▶ **作業**
リストの先頭から "point(102, 173)" を含む行まで（両端を含む）の各行だけを省かずに書き直し、その際に答えの座標の数値をすべて2.5倍にスケール変換してください。結果は整数に丸め、0.5は切り上げること。

★ ★ ★ ★ ★ ★ ★

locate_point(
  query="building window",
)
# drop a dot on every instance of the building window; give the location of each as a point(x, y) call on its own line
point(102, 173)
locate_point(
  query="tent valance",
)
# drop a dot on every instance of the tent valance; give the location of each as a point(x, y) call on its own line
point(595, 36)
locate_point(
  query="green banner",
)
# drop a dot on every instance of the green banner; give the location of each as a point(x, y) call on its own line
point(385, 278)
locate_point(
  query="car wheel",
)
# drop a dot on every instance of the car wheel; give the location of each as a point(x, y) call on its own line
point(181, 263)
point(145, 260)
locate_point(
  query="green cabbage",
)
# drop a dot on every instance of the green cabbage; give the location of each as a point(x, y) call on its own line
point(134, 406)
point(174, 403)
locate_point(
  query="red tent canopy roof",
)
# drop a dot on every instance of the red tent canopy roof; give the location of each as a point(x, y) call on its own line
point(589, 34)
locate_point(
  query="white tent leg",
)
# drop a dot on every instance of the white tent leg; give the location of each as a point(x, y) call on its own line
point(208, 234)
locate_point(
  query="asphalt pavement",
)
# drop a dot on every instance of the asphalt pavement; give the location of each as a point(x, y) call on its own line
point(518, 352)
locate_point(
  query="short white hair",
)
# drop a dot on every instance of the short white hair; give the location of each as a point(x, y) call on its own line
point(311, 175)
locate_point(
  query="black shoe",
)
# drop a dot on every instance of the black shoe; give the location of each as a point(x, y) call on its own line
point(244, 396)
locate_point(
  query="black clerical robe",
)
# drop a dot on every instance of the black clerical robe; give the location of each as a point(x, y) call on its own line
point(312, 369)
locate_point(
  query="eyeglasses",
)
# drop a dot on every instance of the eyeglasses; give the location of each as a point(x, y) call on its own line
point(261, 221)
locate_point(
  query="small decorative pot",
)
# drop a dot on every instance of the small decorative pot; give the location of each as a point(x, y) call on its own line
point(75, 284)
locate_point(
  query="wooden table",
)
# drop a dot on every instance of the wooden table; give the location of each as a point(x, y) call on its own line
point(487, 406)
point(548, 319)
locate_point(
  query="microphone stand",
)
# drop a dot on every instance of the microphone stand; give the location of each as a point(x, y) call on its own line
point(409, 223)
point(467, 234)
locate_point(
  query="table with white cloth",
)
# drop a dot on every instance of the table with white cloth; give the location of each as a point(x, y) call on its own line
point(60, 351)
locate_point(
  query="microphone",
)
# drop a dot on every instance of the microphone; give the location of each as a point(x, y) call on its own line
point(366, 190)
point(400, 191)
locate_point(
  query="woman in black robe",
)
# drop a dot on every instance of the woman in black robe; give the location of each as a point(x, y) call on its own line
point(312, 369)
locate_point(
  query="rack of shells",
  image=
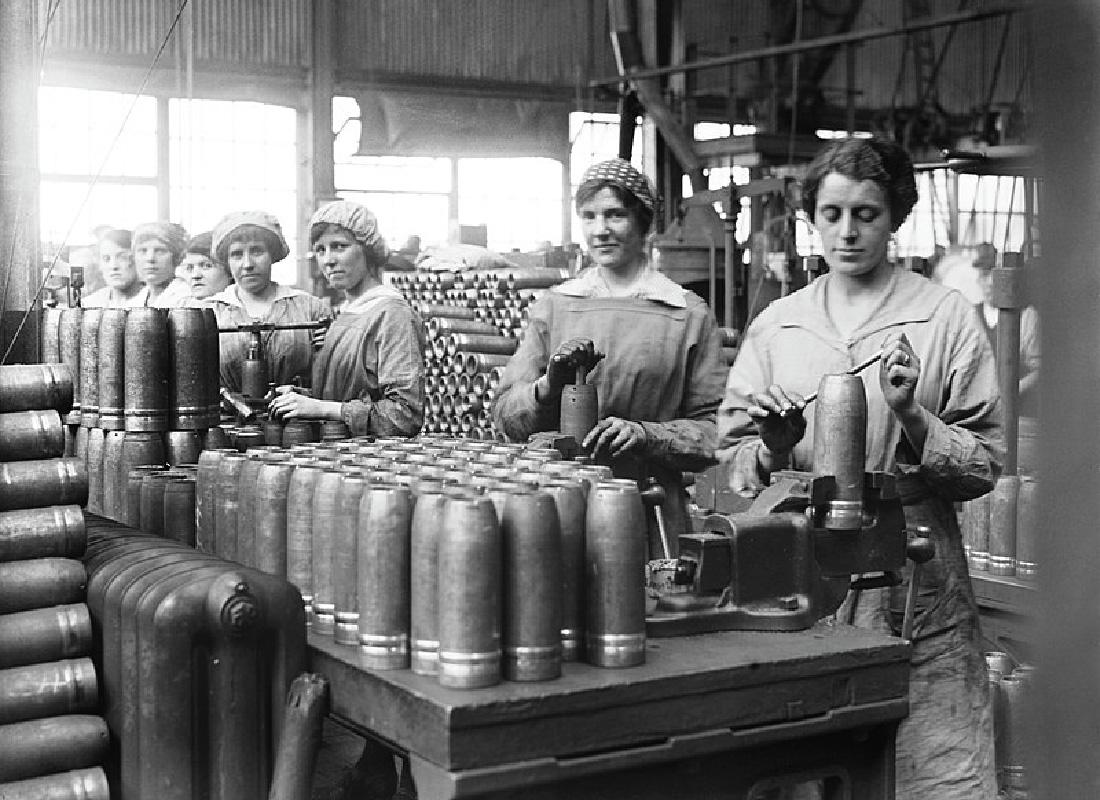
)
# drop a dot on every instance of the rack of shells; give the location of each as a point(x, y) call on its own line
point(474, 321)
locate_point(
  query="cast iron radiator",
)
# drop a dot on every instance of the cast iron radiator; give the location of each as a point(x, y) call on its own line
point(196, 655)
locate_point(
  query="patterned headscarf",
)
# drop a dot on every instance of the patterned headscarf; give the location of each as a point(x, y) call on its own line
point(622, 173)
point(174, 237)
point(359, 220)
point(259, 219)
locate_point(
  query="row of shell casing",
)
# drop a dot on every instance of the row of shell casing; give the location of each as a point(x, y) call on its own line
point(138, 369)
point(465, 559)
point(1013, 689)
point(146, 480)
point(52, 741)
point(1000, 529)
point(497, 281)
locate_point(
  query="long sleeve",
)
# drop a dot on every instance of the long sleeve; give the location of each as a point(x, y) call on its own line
point(965, 447)
point(738, 441)
point(398, 409)
point(688, 442)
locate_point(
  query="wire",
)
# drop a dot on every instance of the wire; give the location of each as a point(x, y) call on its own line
point(95, 179)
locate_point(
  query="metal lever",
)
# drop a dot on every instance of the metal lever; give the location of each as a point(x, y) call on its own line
point(920, 550)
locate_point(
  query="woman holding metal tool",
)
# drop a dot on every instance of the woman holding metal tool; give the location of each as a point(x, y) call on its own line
point(370, 372)
point(250, 243)
point(660, 382)
point(934, 420)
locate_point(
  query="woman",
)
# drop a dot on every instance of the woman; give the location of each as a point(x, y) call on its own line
point(934, 419)
point(250, 243)
point(158, 248)
point(660, 383)
point(206, 276)
point(117, 265)
point(370, 372)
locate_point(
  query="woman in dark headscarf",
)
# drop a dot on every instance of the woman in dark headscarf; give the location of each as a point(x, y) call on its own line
point(250, 243)
point(660, 383)
point(370, 372)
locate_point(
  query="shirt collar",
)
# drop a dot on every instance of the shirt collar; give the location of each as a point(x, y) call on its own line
point(651, 285)
point(908, 298)
point(358, 305)
point(228, 295)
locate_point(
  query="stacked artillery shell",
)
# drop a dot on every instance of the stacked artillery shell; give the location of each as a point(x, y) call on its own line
point(48, 687)
point(464, 559)
point(474, 321)
point(144, 392)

★ ★ ★ ★ ★ ★ ★

▶ **最終結果**
locate_point(
  query="building window",
)
# drop a dot on every instance of the building window; give the location of each as a point(x, y) call on its own line
point(255, 433)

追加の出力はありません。